Source records:
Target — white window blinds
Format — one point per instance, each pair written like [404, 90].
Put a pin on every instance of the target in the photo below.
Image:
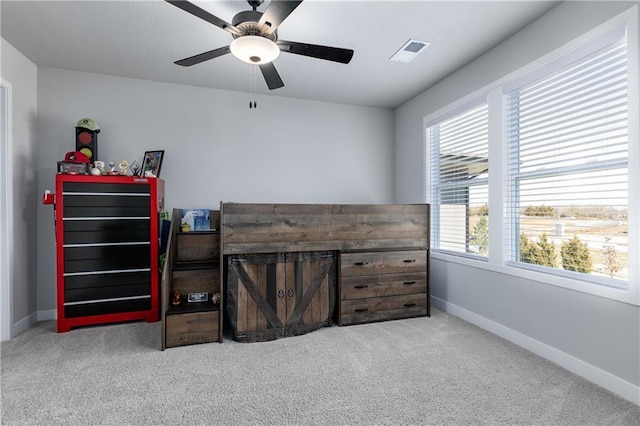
[459, 149]
[567, 156]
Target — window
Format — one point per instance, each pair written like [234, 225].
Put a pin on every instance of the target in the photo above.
[562, 202]
[567, 165]
[459, 180]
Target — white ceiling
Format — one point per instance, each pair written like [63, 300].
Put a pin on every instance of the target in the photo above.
[142, 39]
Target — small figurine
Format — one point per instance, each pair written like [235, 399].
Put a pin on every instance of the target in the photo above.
[123, 166]
[99, 165]
[135, 168]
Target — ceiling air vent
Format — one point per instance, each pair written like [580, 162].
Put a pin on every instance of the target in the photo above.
[409, 51]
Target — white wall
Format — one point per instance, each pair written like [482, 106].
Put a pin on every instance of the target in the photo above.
[21, 74]
[595, 337]
[216, 148]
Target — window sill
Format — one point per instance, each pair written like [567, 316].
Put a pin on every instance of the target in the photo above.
[630, 295]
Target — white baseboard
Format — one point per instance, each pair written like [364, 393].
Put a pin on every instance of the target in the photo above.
[24, 324]
[615, 384]
[51, 314]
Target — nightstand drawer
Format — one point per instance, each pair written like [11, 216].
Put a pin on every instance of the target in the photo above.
[188, 329]
[383, 262]
[382, 308]
[366, 286]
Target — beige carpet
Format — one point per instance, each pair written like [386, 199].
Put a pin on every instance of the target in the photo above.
[438, 370]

Problem description:
Please copy each line of the records above that holds the word "ceiling".

Task result:
Target — white ceiling
Target — ceiling air vent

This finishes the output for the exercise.